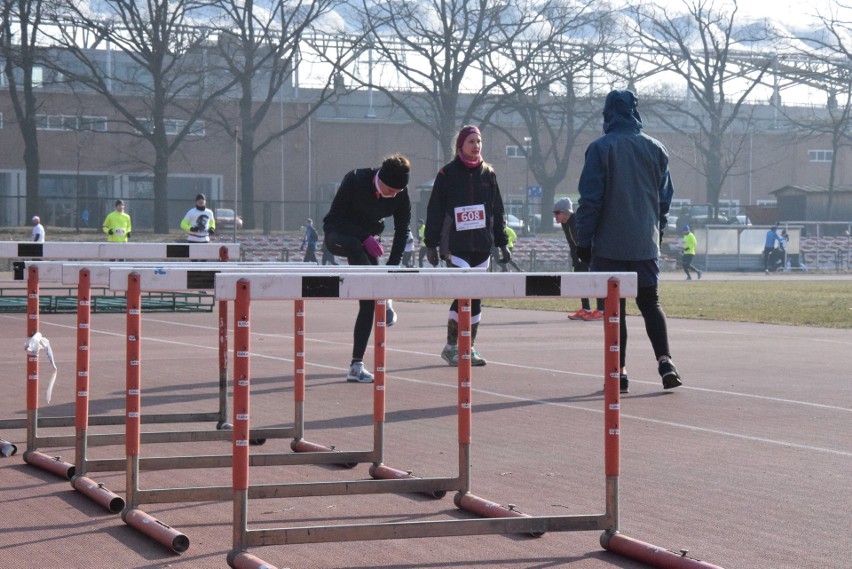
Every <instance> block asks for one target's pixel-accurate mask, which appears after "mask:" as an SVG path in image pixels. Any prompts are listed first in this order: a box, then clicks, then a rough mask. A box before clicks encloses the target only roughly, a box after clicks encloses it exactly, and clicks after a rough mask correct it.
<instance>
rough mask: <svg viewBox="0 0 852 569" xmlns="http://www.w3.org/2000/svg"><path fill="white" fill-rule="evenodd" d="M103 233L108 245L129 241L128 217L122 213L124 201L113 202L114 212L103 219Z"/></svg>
mask: <svg viewBox="0 0 852 569" xmlns="http://www.w3.org/2000/svg"><path fill="white" fill-rule="evenodd" d="M103 232H104V233H106V234H107V241H109V242H110V243H127V240H128V239H130V216H129V215H128V214H127V213H125V212H124V200H115V210H114V211H111V212H109V213H108V214H107V216H106V219H104V225H103Z"/></svg>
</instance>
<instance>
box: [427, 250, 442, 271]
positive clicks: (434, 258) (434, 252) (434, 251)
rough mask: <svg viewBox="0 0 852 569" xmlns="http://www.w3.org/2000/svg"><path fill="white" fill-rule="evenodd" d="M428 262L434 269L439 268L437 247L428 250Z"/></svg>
mask: <svg viewBox="0 0 852 569" xmlns="http://www.w3.org/2000/svg"><path fill="white" fill-rule="evenodd" d="M426 260H427V261H429V264H430V265H432V266H433V267H437V266H438V261H440V259H439V258H438V248H437V247H427V248H426Z"/></svg>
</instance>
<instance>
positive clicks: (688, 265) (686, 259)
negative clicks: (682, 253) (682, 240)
mask: <svg viewBox="0 0 852 569" xmlns="http://www.w3.org/2000/svg"><path fill="white" fill-rule="evenodd" d="M697 244H698V242H697V240H696V239H695V233H693V232H692V231H690V229H689V226H688V225H684V226H683V272H684V273H686V280H688V281H691V280H692V275H691V274H690V271H695V272H696V273H698V278H699V280H700V279H701V269H697V268H695V267H693V266H692V261H693V260H694V259H695V246H696V245H697Z"/></svg>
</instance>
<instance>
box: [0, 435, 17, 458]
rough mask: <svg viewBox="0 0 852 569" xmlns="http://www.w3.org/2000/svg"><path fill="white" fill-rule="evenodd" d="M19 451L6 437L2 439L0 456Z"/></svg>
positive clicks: (13, 444)
mask: <svg viewBox="0 0 852 569" xmlns="http://www.w3.org/2000/svg"><path fill="white" fill-rule="evenodd" d="M16 452H18V447H17V446H16V445H15V444H13V443H10V442H9V441H7V440H5V439H0V456H12V455H13V454H15V453H16Z"/></svg>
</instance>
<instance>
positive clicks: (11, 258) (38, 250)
mask: <svg viewBox="0 0 852 569" xmlns="http://www.w3.org/2000/svg"><path fill="white" fill-rule="evenodd" d="M239 256H240V246H239V244H237V243H109V242H107V243H96V242H46V243H33V242H13V241H8V242H0V258H3V259H27V260H29V261H31V260H33V259H66V260H68V259H164V260H169V259H183V260H199V261H200V260H211V261H212V260H227V259H239ZM13 264H14V265H15V276H16V279H17V280H24V279H25V278H26V277H25V275H24V272H25V269H26V265H27V261H18V262H15V263H13ZM33 294H35V295H36V296H35V297H34V300H35V301H36V302H35V303H33V302H30V300H33V297H32V295H33ZM38 294H39V291H38V281H37V280H36V282H34V283H32V286H31V287H29V288H28V291H27V295H28V301H27V317H28V325H27V332H28V335H27V337H28V338H29V337H32V335H33V334H35V333H36V332H38V308H39V305H38V302H37V301H38ZM27 377H28V378H29V379H30V381H34V382H36V386H35V388H36V393H37V389H38V386H37V383H38V358H36V357H33V358H29V357H28V358H27ZM27 385H28V389H27V393H28V399H29V398H31V396H30V393H29V392H30V389H31V388H32V386H31V385H30V383H29V382H28V383H27ZM36 403H37V399H36ZM28 411H29V407H28ZM36 417H37V415H36ZM29 423H30V418H29V417H28V418H27V419H22V420H17V419H8V420H0V428H7V429H18V428H25V427H26V426H27V425H28V424H29ZM17 450H18V449H17V446H16V445H14V444H12V443H8V441H3V439H0V452H2V456H11V455H13V454H15V452H16V451H17Z"/></svg>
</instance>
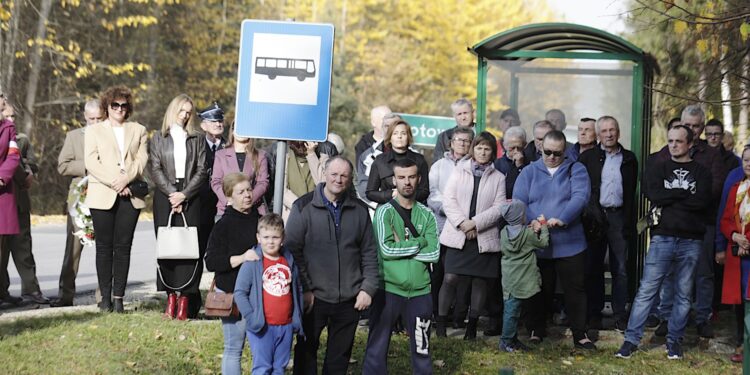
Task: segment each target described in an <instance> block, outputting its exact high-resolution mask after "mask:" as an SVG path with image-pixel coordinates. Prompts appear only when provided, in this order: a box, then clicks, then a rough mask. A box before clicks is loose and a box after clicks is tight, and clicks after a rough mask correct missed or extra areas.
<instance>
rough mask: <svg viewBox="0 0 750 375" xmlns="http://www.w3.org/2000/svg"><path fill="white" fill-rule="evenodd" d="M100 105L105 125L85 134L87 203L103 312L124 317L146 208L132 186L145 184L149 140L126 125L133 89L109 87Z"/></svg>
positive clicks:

:: What you have to do ::
All lines in the records above that contain "this" are to be reported.

:: Exercise result ::
Every <instance> block asks for one target's pixel-accurate mask, which appears after "mask:" as an SVG path in image pixels. Any prompts are listed first in this order: a box, then clicks, then a rough mask. A box before clicks encloses the target only roughly, a box after clicks encloses it exactly, and clicks after a rough mask correct it.
Task: segment each target described in an <instance> block, outputting its exact high-resolution mask after "mask:" as an SVG path with image-pixel coordinates. Prompts appear only when provided, in this order: a box, then clicks, then a rough mask. A box before clicks is loose and a box after clicks is tight, and clicks after a rough mask correct missed or extra areas.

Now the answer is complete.